» Brief: Reproduce every line of the listing below without any changes.

» Records for processing:
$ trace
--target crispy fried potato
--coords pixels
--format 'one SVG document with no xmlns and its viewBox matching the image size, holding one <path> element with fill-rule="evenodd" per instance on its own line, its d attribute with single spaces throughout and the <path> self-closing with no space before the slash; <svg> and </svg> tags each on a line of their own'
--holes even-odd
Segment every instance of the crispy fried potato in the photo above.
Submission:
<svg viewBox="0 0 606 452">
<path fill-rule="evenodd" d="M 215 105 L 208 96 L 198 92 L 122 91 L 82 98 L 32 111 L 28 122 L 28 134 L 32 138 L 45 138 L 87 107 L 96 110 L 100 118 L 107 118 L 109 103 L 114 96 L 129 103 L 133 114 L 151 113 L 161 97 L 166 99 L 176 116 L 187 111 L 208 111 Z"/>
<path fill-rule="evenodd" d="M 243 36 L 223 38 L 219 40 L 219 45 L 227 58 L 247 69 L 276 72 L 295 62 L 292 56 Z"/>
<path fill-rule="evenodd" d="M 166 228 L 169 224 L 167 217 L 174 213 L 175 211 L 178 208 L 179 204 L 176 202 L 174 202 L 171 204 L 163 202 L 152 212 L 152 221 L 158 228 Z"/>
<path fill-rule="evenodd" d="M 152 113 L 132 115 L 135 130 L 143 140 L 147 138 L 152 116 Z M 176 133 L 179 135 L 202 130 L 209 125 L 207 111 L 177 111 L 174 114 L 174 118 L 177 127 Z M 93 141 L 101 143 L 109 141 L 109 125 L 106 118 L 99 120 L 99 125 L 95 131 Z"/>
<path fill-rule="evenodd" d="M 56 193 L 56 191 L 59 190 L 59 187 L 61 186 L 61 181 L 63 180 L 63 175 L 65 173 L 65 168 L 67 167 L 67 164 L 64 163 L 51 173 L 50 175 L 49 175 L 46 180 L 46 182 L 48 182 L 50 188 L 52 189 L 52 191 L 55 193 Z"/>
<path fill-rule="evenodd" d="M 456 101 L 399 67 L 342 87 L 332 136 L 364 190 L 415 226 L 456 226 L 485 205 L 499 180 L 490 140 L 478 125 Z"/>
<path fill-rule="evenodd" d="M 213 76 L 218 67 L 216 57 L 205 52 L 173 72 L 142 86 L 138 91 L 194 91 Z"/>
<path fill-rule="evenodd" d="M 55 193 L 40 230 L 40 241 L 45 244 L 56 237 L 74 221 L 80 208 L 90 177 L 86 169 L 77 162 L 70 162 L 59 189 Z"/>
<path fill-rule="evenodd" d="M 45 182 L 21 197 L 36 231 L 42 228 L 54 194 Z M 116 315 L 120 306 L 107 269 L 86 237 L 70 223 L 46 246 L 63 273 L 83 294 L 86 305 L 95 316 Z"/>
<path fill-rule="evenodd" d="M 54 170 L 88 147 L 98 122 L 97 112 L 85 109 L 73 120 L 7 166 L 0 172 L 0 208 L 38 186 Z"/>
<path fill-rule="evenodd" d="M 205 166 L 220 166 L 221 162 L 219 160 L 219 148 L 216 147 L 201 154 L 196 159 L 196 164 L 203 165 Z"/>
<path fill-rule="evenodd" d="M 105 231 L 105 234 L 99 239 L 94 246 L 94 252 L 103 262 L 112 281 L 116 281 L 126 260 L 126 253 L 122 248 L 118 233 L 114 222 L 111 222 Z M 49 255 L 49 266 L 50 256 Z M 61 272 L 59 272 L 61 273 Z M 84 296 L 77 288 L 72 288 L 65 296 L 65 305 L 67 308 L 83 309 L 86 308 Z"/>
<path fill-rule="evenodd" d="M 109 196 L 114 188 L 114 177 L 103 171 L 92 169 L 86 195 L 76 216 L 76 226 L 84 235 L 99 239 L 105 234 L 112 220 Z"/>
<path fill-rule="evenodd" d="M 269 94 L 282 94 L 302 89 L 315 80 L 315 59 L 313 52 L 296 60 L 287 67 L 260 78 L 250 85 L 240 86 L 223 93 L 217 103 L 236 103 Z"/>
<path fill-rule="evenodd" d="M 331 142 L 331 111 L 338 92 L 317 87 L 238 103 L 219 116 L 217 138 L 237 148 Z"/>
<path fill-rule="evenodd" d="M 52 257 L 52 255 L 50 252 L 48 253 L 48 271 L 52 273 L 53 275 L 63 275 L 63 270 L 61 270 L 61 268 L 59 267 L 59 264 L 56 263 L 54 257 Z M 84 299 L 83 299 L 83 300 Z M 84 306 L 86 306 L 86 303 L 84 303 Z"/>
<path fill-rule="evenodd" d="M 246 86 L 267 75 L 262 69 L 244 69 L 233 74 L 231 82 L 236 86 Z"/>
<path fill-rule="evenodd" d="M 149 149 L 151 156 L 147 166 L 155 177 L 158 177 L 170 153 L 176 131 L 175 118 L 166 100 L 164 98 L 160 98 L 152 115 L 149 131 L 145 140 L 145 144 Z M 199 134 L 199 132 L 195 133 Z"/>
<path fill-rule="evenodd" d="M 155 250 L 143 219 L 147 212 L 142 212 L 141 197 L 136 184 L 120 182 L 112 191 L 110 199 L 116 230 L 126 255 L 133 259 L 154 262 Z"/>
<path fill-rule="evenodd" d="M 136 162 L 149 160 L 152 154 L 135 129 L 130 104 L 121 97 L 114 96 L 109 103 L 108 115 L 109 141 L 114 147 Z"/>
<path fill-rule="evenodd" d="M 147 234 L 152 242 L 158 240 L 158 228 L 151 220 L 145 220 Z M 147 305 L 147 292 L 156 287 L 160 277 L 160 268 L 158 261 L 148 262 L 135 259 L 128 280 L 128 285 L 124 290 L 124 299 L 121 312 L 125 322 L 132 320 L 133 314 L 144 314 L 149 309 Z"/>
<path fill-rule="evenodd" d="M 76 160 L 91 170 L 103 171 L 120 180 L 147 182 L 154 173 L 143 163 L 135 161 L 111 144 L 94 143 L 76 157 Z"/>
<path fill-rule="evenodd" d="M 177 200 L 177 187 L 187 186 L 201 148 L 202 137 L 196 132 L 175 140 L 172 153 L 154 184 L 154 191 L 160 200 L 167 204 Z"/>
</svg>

» Solution to this exercise:
$ trace
--target crispy fried potato
--coords pixels
--format 'one SVG document with no xmlns and its viewBox matching the image size, holding one <path> element with fill-rule="evenodd" per instance on its own line, its d attribute with single spaces throughout and the <path> self-closing with no space before the slash; <svg> and </svg> tags each on a line of their own'
--holes even-odd
Segment every instance of the crispy fried potato in the photo above.
Submission:
<svg viewBox="0 0 606 452">
<path fill-rule="evenodd" d="M 215 105 L 208 96 L 198 92 L 122 91 L 82 98 L 32 111 L 28 122 L 28 134 L 32 138 L 45 138 L 87 107 L 96 110 L 100 118 L 107 118 L 109 103 L 114 96 L 129 103 L 133 114 L 151 113 L 161 97 L 166 99 L 176 116 L 187 111 L 208 111 Z"/>
<path fill-rule="evenodd" d="M 243 36 L 223 38 L 219 40 L 219 45 L 227 58 L 247 69 L 276 72 L 295 62 L 292 56 Z"/>
<path fill-rule="evenodd" d="M 166 228 L 169 224 L 167 217 L 174 213 L 175 211 L 178 208 L 179 204 L 176 202 L 174 202 L 171 204 L 163 202 L 152 212 L 152 221 L 158 228 Z"/>
<path fill-rule="evenodd" d="M 152 113 L 132 115 L 135 130 L 143 140 L 147 138 L 152 116 Z M 176 133 L 179 135 L 202 130 L 209 125 L 207 111 L 177 111 L 174 114 L 174 118 L 177 127 Z M 93 141 L 101 143 L 109 141 L 109 125 L 106 118 L 99 120 L 99 125 L 95 131 Z"/>
<path fill-rule="evenodd" d="M 56 193 L 56 191 L 59 190 L 59 187 L 61 186 L 61 181 L 63 180 L 63 175 L 65 173 L 65 168 L 67 167 L 67 164 L 64 163 L 51 173 L 50 175 L 49 175 L 46 180 L 46 182 L 48 182 L 50 188 L 52 189 L 52 191 L 55 193 Z"/>
<path fill-rule="evenodd" d="M 456 101 L 399 67 L 342 87 L 332 136 L 364 190 L 415 226 L 456 226 L 485 205 L 499 180 L 490 140 L 478 125 Z"/>
<path fill-rule="evenodd" d="M 213 76 L 218 67 L 216 57 L 205 52 L 173 72 L 142 86 L 138 91 L 194 91 Z"/>
<path fill-rule="evenodd" d="M 55 193 L 40 230 L 40 241 L 45 244 L 56 237 L 74 221 L 80 208 L 90 177 L 86 169 L 77 162 L 70 162 L 59 189 Z"/>
<path fill-rule="evenodd" d="M 45 182 L 21 197 L 36 231 L 42 228 L 54 194 Z M 116 315 L 120 306 L 107 269 L 86 237 L 70 223 L 46 246 L 63 273 L 83 294 L 86 305 L 95 316 Z"/>
<path fill-rule="evenodd" d="M 54 170 L 88 147 L 98 122 L 97 112 L 85 109 L 73 120 L 7 166 L 0 172 L 0 208 L 38 186 Z"/>
<path fill-rule="evenodd" d="M 205 166 L 220 166 L 221 162 L 219 160 L 219 148 L 216 147 L 201 154 L 196 159 L 196 164 L 203 165 Z"/>
<path fill-rule="evenodd" d="M 105 231 L 105 234 L 99 239 L 94 246 L 94 252 L 103 262 L 112 281 L 116 281 L 126 260 L 126 253 L 122 248 L 118 233 L 114 222 L 111 222 Z M 49 255 L 49 266 L 50 256 Z M 61 272 L 59 272 L 61 273 Z M 84 296 L 77 288 L 72 288 L 65 296 L 65 305 L 67 308 L 83 309 L 86 308 Z"/>
<path fill-rule="evenodd" d="M 109 196 L 114 188 L 114 177 L 103 171 L 92 169 L 86 195 L 76 216 L 76 226 L 84 235 L 99 239 L 105 234 L 112 220 Z"/>
<path fill-rule="evenodd" d="M 269 94 L 282 94 L 302 89 L 315 80 L 315 59 L 313 52 L 296 60 L 287 67 L 260 78 L 250 85 L 240 86 L 223 93 L 217 103 L 236 103 Z"/>
<path fill-rule="evenodd" d="M 331 142 L 331 111 L 338 92 L 317 87 L 238 103 L 219 116 L 217 138 L 237 148 Z"/>
<path fill-rule="evenodd" d="M 52 257 L 52 255 L 50 252 L 48 253 L 48 271 L 52 273 L 53 275 L 63 275 L 63 270 L 61 270 L 61 268 L 59 267 L 59 264 L 56 263 L 54 257 Z M 84 299 L 83 299 L 83 300 Z M 84 306 L 86 306 L 86 303 L 84 303 Z"/>
<path fill-rule="evenodd" d="M 246 86 L 267 75 L 262 69 L 244 69 L 233 74 L 231 82 L 236 86 Z"/>
<path fill-rule="evenodd" d="M 149 149 L 151 156 L 147 166 L 155 177 L 158 177 L 170 153 L 176 131 L 175 118 L 166 100 L 164 98 L 160 98 L 152 115 L 149 131 L 145 140 L 145 144 Z M 199 134 L 199 132 L 195 133 Z"/>
<path fill-rule="evenodd" d="M 155 250 L 143 219 L 147 212 L 142 212 L 141 197 L 136 184 L 120 182 L 112 191 L 110 199 L 116 230 L 126 255 L 133 259 L 154 262 Z"/>
<path fill-rule="evenodd" d="M 136 162 L 149 160 L 152 154 L 135 129 L 130 104 L 121 97 L 114 96 L 109 103 L 108 115 L 109 141 L 114 147 Z"/>
<path fill-rule="evenodd" d="M 147 234 L 152 242 L 158 240 L 158 228 L 151 220 L 145 220 Z M 147 305 L 147 292 L 156 287 L 160 277 L 160 268 L 158 261 L 148 262 L 135 259 L 128 280 L 128 285 L 124 290 L 124 299 L 121 312 L 125 322 L 132 320 L 133 314 L 144 314 L 149 309 Z"/>
<path fill-rule="evenodd" d="M 76 160 L 91 170 L 103 171 L 120 180 L 147 182 L 154 173 L 143 163 L 135 161 L 111 144 L 94 143 L 76 157 Z"/>
<path fill-rule="evenodd" d="M 177 200 L 177 187 L 187 186 L 201 148 L 202 137 L 196 132 L 175 140 L 172 153 L 154 184 L 154 191 L 160 200 L 167 204 Z"/>
</svg>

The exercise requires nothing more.